* [MATERIAL SUPPLIED]
-- start --
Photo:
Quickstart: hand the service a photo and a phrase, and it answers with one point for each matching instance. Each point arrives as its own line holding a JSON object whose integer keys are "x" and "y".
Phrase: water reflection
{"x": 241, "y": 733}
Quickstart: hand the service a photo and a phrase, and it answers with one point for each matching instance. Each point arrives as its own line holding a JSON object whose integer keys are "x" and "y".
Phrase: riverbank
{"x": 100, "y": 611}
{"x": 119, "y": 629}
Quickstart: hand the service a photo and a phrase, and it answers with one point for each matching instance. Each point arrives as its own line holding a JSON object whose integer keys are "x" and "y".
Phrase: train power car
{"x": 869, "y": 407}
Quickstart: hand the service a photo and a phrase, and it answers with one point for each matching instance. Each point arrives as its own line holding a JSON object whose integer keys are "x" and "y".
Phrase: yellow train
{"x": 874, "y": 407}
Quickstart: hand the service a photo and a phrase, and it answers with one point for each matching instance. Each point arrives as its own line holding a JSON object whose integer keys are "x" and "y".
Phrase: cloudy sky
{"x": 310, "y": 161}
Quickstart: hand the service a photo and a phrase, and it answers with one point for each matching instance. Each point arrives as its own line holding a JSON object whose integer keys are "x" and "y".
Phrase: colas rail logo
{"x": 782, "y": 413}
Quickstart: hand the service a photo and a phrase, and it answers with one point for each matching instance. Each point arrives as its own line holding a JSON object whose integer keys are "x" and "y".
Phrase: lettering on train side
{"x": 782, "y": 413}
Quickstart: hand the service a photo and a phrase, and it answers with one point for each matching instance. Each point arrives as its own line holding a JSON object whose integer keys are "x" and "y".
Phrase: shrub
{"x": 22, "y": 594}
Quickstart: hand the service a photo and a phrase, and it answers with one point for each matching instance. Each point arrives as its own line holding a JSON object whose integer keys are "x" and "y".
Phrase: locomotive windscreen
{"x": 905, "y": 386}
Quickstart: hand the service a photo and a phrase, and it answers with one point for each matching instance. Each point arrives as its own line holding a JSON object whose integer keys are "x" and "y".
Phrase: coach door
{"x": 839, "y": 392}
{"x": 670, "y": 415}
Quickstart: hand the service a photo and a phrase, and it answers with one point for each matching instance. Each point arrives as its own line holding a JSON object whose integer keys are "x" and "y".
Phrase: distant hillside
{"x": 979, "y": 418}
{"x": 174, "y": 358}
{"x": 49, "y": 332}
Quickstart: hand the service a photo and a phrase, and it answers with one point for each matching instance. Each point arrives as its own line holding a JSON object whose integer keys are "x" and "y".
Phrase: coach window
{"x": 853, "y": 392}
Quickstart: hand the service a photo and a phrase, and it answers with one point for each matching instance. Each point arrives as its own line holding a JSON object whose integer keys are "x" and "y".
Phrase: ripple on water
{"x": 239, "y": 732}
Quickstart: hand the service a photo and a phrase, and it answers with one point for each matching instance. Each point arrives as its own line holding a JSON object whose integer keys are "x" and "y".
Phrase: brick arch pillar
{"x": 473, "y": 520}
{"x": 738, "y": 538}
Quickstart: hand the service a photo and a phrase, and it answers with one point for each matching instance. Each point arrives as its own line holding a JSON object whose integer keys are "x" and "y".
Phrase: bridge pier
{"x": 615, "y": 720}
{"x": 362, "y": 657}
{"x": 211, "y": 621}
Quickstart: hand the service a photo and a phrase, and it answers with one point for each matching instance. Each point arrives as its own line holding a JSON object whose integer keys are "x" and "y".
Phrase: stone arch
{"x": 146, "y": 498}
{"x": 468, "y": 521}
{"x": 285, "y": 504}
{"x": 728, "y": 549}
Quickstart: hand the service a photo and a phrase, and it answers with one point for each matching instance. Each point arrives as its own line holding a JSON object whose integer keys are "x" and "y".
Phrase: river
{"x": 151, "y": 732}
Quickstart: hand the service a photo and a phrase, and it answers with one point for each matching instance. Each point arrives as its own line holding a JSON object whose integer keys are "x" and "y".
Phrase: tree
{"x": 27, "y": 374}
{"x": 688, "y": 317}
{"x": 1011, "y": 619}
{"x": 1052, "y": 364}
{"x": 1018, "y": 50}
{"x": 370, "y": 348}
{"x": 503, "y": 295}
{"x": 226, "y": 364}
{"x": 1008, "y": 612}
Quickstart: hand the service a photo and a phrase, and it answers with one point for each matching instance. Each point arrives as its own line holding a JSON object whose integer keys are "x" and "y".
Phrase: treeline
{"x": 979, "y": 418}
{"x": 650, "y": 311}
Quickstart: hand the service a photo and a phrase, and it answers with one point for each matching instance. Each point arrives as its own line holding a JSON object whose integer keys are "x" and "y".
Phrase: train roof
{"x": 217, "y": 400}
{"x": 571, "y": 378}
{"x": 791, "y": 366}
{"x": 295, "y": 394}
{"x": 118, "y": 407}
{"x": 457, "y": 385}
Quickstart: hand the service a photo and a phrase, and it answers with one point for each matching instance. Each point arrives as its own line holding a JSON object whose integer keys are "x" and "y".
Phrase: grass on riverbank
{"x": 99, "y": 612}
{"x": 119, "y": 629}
-- end --
-- start --
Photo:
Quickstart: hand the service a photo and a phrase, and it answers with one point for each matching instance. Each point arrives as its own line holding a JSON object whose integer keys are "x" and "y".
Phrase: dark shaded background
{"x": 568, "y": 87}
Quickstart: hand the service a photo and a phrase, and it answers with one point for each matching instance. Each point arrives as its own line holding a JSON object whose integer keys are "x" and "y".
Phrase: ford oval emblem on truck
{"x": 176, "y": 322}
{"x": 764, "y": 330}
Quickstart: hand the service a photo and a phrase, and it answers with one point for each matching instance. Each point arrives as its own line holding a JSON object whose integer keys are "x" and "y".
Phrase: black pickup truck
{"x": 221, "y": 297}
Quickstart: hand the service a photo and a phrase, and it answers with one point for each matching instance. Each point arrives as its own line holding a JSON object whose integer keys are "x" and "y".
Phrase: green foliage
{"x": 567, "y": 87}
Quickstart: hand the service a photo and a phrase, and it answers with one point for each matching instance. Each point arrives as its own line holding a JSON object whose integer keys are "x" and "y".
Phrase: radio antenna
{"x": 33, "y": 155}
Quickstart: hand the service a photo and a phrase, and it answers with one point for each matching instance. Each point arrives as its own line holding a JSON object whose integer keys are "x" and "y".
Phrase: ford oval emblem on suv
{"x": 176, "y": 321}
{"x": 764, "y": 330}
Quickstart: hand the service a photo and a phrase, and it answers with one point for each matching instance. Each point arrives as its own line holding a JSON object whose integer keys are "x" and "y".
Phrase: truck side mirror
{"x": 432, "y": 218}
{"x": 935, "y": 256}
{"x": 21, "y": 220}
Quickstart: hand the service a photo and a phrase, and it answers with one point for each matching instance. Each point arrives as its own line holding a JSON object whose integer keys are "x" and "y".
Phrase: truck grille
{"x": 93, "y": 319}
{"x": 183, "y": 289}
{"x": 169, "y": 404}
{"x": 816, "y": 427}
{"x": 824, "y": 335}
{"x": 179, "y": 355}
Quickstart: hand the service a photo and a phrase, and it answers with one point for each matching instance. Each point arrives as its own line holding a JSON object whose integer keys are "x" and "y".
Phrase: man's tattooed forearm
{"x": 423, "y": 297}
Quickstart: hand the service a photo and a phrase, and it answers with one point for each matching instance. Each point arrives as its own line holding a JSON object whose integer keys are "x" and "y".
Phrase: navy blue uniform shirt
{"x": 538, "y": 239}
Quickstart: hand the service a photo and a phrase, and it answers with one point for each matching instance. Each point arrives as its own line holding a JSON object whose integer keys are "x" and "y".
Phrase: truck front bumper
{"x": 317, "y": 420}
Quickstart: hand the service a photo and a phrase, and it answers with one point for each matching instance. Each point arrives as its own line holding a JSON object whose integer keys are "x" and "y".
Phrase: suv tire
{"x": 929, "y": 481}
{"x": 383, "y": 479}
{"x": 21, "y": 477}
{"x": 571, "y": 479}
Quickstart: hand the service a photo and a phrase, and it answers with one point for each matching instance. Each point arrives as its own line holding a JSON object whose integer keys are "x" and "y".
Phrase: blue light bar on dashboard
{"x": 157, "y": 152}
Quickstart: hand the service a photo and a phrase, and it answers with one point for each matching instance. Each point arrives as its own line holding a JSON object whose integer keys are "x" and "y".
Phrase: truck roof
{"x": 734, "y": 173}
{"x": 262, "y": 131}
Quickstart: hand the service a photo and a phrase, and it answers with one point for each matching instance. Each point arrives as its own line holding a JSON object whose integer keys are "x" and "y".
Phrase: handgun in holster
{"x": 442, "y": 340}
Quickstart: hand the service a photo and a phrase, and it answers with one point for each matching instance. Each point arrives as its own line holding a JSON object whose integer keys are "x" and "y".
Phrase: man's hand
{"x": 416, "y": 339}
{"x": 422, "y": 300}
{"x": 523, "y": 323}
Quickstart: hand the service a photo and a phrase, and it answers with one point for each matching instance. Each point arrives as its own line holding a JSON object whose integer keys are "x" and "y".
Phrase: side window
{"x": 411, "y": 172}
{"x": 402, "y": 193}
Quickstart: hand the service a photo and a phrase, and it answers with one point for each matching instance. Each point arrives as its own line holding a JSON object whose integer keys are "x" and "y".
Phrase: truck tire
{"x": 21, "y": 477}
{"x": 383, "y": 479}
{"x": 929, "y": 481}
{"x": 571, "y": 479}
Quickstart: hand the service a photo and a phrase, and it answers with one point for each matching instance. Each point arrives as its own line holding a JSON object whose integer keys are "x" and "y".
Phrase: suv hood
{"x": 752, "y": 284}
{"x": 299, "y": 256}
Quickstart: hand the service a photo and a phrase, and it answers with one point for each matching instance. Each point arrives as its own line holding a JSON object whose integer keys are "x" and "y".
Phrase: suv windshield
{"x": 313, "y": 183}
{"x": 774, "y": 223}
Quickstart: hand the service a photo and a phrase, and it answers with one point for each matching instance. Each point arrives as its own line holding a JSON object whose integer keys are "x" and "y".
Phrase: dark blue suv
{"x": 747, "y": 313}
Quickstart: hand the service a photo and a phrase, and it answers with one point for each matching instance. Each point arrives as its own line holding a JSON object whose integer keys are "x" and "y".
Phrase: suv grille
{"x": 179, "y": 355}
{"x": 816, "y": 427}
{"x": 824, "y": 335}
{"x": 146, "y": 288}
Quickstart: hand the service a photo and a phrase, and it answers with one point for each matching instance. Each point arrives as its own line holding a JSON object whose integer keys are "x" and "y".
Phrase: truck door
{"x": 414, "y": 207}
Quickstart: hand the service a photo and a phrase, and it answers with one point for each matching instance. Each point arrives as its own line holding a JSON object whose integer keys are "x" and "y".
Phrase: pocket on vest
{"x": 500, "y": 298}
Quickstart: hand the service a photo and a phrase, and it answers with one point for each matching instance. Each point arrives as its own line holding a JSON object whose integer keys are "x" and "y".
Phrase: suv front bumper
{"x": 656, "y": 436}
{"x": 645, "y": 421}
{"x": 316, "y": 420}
-- end --
Gather every line in the items above that contains the word "coach", and copy each one in full. Treat case as significant, so only lines matching that capitalization count.

Phrase: coach door
Phrase: coach window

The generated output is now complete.